Exercise prompt: All lines in the records below from the line with "TARGET: boulder" through the line with "TARGET: rocky outcrop" are to be given again exactly, both ends included; the pictures are to be left out.

Input records:
============================================================
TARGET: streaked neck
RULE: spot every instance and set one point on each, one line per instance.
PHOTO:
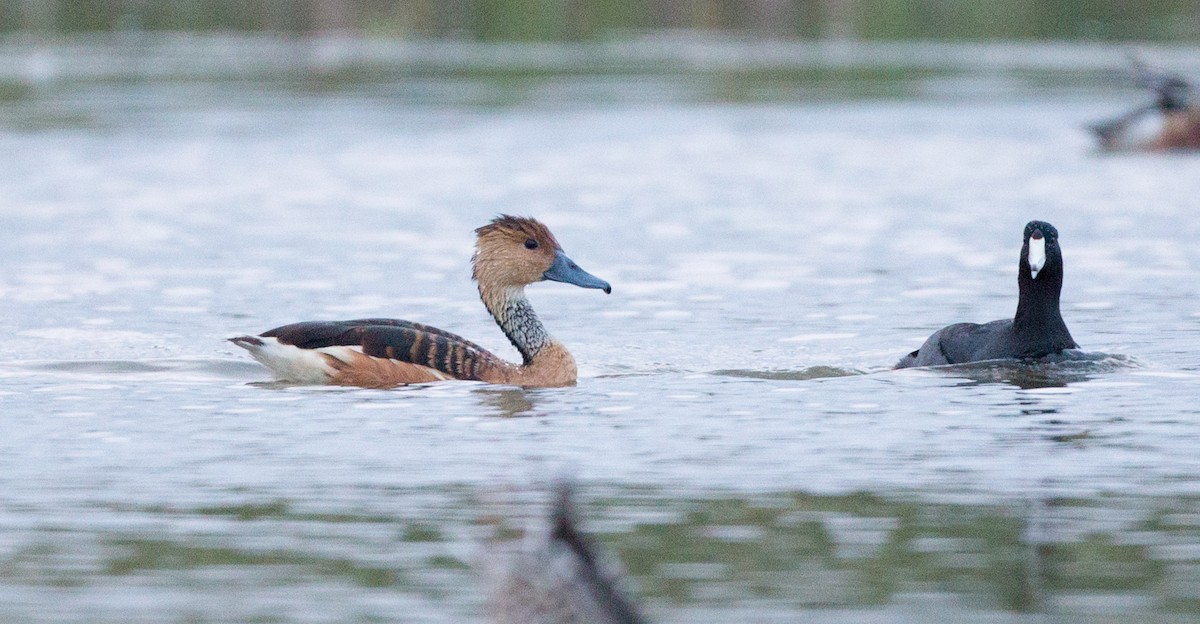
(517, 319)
============================================================
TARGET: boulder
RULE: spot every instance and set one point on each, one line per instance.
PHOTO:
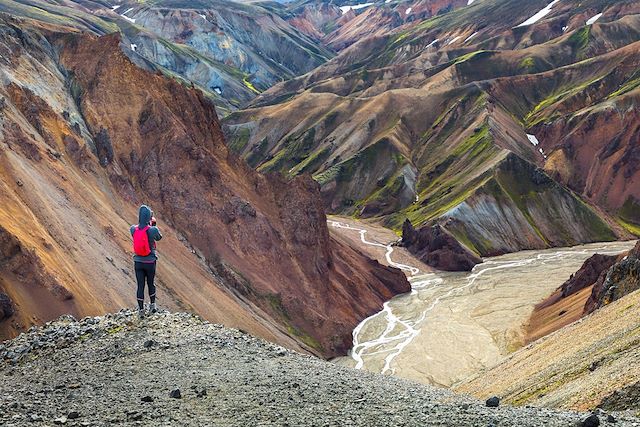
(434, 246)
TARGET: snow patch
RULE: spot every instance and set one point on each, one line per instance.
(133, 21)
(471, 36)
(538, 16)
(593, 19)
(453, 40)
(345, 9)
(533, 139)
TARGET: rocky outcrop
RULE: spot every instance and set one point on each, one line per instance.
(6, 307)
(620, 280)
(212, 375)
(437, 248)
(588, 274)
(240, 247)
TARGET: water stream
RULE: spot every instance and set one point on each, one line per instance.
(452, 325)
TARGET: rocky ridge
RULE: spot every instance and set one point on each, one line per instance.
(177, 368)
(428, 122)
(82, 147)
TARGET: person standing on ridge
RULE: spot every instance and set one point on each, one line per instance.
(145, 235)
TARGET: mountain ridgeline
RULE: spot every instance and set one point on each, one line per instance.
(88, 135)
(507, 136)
============================================================
Output for this exercise:
TARGET: boulder
RULE: spot every instance and set one point on each, one line per instance.
PHOTO:
(434, 246)
TARGET: snow patch
RULE: spot every instance and set one point on each, one line per instance.
(133, 21)
(471, 36)
(538, 16)
(593, 19)
(453, 40)
(345, 9)
(533, 139)
TARGET: rocky outcrop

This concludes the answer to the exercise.